>> start

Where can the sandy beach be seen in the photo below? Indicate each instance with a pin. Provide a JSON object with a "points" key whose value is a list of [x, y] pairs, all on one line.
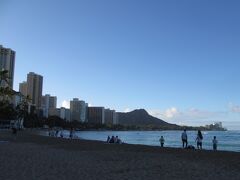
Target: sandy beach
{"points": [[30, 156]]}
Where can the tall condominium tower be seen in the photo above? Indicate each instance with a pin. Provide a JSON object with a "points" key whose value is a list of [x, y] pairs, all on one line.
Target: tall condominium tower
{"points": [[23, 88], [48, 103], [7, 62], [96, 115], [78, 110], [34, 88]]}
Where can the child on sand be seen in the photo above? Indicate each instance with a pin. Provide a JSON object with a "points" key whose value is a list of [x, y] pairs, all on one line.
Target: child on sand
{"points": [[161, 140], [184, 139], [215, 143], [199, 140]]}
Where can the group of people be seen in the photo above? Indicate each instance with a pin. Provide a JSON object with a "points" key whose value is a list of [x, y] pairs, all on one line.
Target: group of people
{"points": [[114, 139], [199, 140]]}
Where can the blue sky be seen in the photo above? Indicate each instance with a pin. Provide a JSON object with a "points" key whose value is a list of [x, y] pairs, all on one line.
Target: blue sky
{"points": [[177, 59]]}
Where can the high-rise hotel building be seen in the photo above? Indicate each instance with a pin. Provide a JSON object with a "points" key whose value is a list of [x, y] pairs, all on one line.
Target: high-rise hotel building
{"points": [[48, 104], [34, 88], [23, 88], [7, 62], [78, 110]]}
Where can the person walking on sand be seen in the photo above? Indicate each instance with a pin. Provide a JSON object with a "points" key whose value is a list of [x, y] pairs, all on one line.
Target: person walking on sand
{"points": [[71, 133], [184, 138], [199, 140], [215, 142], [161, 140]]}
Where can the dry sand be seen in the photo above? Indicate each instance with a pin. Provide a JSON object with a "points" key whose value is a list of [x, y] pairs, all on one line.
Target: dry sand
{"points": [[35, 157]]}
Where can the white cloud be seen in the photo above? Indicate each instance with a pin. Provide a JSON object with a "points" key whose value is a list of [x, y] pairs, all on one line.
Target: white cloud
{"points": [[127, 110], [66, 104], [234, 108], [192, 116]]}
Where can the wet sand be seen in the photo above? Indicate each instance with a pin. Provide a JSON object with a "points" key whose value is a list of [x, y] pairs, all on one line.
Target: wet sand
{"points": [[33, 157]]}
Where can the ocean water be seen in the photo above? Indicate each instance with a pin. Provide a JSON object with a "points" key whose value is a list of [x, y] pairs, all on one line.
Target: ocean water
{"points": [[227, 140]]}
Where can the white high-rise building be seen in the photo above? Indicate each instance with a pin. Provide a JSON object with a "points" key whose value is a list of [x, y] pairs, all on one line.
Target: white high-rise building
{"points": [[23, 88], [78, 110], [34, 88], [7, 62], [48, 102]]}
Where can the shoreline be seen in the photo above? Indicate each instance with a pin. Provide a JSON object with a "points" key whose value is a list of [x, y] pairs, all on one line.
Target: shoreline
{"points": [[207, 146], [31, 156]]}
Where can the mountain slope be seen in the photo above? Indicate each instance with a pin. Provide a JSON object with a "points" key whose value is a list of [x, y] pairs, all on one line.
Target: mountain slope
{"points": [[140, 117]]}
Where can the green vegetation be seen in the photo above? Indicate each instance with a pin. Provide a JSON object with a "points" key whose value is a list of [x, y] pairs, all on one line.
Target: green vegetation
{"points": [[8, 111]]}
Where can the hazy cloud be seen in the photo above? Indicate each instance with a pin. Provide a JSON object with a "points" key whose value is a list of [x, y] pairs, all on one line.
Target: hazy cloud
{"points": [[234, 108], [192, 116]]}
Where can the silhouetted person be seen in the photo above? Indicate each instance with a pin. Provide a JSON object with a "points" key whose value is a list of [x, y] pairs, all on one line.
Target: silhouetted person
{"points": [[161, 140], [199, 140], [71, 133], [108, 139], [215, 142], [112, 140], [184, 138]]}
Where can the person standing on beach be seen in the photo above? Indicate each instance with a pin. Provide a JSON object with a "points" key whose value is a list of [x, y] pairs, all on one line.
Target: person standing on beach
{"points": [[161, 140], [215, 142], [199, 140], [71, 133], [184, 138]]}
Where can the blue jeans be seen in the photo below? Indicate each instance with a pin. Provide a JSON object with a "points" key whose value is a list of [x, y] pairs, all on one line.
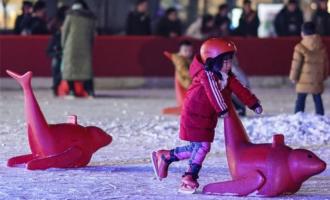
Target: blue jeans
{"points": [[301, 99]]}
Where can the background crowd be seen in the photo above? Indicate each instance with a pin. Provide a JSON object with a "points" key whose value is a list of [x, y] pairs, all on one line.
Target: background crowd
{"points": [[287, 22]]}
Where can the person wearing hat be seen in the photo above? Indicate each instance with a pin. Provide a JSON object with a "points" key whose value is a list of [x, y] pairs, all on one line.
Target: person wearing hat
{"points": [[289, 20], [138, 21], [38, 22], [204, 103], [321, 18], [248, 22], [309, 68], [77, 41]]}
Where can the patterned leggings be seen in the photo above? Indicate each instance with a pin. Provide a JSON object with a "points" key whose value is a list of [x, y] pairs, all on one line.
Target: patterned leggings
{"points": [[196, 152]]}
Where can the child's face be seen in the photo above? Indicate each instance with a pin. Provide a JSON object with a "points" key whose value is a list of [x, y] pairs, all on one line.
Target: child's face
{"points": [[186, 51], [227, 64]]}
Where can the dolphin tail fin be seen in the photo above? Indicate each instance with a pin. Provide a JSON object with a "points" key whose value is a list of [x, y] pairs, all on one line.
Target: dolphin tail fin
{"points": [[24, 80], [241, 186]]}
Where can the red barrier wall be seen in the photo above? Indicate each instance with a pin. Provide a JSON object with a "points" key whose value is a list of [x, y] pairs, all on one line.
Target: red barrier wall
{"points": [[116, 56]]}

>> end

▶ [Exercise objective] Please render every line of the rows above as a JSON list of strings, one string per line, skipping blank lines and leaving out the picture markers.

▶ [Exercise output]
[
  "Where can the sandy beach be seen in the photo below? Indicate each instance with a pin. Provide a JSON object with a \"points\" key whose value is a list of [x, y] pairs, all on one line.",
  "Target: sandy beach",
  "{\"points\": [[30, 156]]}",
  "Where can the tall condominium tower be seen in the photo above? Indicate each instance with a pin. Provide a JSON object with a \"points\" key whose value is a list of [x, y] pairs, all on one line.",
  "Target: tall condominium tower",
  "{\"points\": [[23, 88], [48, 103], [7, 62], [96, 115], [78, 110], [34, 88]]}",
  "Where can the child on sand be seen in the photo above? Indicate each instance with a pin. Provide a JSON object with a \"points\" key whose value is a list of [x, y] pairs, all on one line.",
  "Target: child on sand",
  "{\"points\": [[161, 140], [184, 139], [215, 143], [199, 140]]}",
  "Where can the group of people be seen in the photo above? Indicate each instance with a pin. Provide a JSON object with a \"points\" key whose value is a list of [x, y] pairs, all on one line.",
  "Target: group of people",
  "{\"points\": [[114, 139], [199, 140]]}",
  "Where can the blue sky be seen in the photo above? Indicate each instance with a pin. Provide a JSON object with a \"points\" key whose value is a list of [x, y] pairs, all on one line.",
  "Target: blue sky",
  "{\"points\": [[177, 59]]}",
  "Where can the high-rise hotel building be seen in the photo above? Indicate each instance with a pin. Provide a JSON object with a \"points\" key whose value is a list of [x, y] pairs, all on one line.",
  "Target: high-rise hotel building",
  "{\"points\": [[48, 104], [34, 88], [23, 88], [7, 62], [78, 110]]}",
  "Where can the person walking on sand be seen in the photo above? Indicate each instance with a pin. Provide a JSON object with a \"points\" key whose value is a list of [x, y] pairs, all on one line.",
  "Target: person walking on sand",
  "{\"points\": [[71, 133], [184, 138], [199, 140], [215, 142], [161, 140]]}",
  "Where can the dry sand be seen in the photo above? Indicate each instance with a pin. Provide a JSON object with a \"points\" key whose value is a list of [x, y] pairs, all on one line.",
  "Target: dry sand",
  "{\"points\": [[35, 157]]}",
  "Where can the white cloud be seen in the photo above? Indicate each instance with a pin. Provide a JSON object with a \"points\" key whose value is a list of [x, y] pairs, all on one line.",
  "Target: white cloud",
  "{\"points\": [[127, 110], [66, 104], [234, 108], [192, 116]]}",
  "Where can the wet sand be seen in the photo above? Indicate each instance with a pin. Provide a JSON object with a \"points\" key whose value is a list of [x, y] pairs, all on one line.",
  "Target: wet sand",
  "{\"points\": [[33, 157]]}",
  "Where can the ocean water be seen in the photo above? Indicate each instance with a pin. Provide a JSON object with a \"points\" key whose value is a list of [x, y] pairs, all on one line.",
  "Target: ocean water",
  "{\"points\": [[227, 140]]}",
  "Where can the white high-rise building be seen in the photo above? Indicate each instance with a pin. Provide a JSON object with a \"points\" key whose value is a list of [x, y] pairs, all on one line.",
  "Target: white high-rise building",
  "{\"points\": [[23, 88], [78, 110], [34, 88], [7, 62], [48, 102]]}",
  "Where can the shoreline be seen in the photo above? Indicate each instance with a pin. Provide a JSON object with a \"points\" key whose value is a list of [x, y] pairs, all on one line.",
  "Target: shoreline",
  "{\"points\": [[207, 146], [31, 156]]}",
  "Where can the mountain slope be seen in the photo above? Indicate each instance with a pin. Provide a JSON object with a \"points\" key whose value is a list of [x, y] pairs, all on one line.",
  "Target: mountain slope",
  "{\"points\": [[140, 117]]}",
  "Where can the green vegetation be seen in the photo above? Indicate each instance with a pin. Provide a JSON object with a \"points\" key whose value is a list of [x, y] pairs, all on one line.",
  "Target: green vegetation",
  "{\"points\": [[8, 111]]}",
  "Where can the hazy cloud be seen in the photo above? Indicate each instance with a pin. Provide a JSON object with a \"points\" key whose value is a list of [x, y] pairs, all on one line.",
  "Target: hazy cloud",
  "{\"points\": [[234, 108], [192, 116]]}",
  "Where can the silhouetted person be seen in the photo above? Indicate each instance with a pin. Provide a JSON object with a \"points\" key whose value is a list of [x, y] pairs, all on one line.",
  "Target: silhouetted person",
  "{\"points\": [[161, 140], [199, 140], [71, 133], [108, 139], [215, 142], [112, 140], [184, 138]]}",
  "Where can the person standing on beach be seen in the photo above? Indicate each instance with a pin. Provide a JSON object with a \"points\" key whose value is a list of [x, y] pairs, all on one line.",
  "Target: person standing on beach",
  "{\"points\": [[161, 140], [215, 142], [199, 140], [71, 133], [184, 138]]}",
  "Where can the blue jeans be seen in the photo below? Indicate each instance with a pin. Provide a JSON object with a \"points\" key whose value is a list of [x, y] pairs, all on one line.",
  "Target: blue jeans",
  "{\"points\": [[301, 99]]}",
  "Where can the background crowd be seen in the photo above? Indicate each instance with a pin. Provide a JSON object with a \"points\" key whose value is a list of [x, y] pairs, all on one line.",
  "Target: background crowd",
  "{\"points\": [[287, 22]]}",
  "Where can the person wearing hat be seen in the photo above? Indicate each instance with a pin. Provide a JSON object with a \"points\" key whose value is a list of [x, y] pairs, all on one line.",
  "Target: person wearing hat",
  "{\"points\": [[289, 20], [138, 21], [38, 22], [204, 103], [321, 18], [248, 22], [309, 68], [77, 41]]}",
  "Where can the patterned leggings be seen in the photo above? Indicate each instance with a pin. Provide a JSON object with a \"points\" key whose value is a list of [x, y] pairs, all on one line.",
  "Target: patterned leggings",
  "{\"points\": [[196, 152]]}",
  "Where can the child's face be seen in the photo above? Indicate each instance with a pin. Provide a JSON object with a \"points\" key whose value is a list of [x, y] pairs, all on one line.",
  "Target: child's face",
  "{\"points\": [[186, 51], [227, 64]]}",
  "Where can the dolphin tail fin be seen in the photo above? Indicate each instance with a pin. Provide a JSON object with a \"points\" key whose value is a list of [x, y] pairs, all on one line.",
  "Target: dolphin tail fin",
  "{\"points\": [[24, 80], [241, 186]]}",
  "Where can the red barrier wall be seen in the photo above? Indicate each instance with a pin. Provide a JSON object with a \"points\" key whose value is a list of [x, y] pairs, all on one line.",
  "Target: red barrier wall",
  "{\"points\": [[116, 56]]}"
]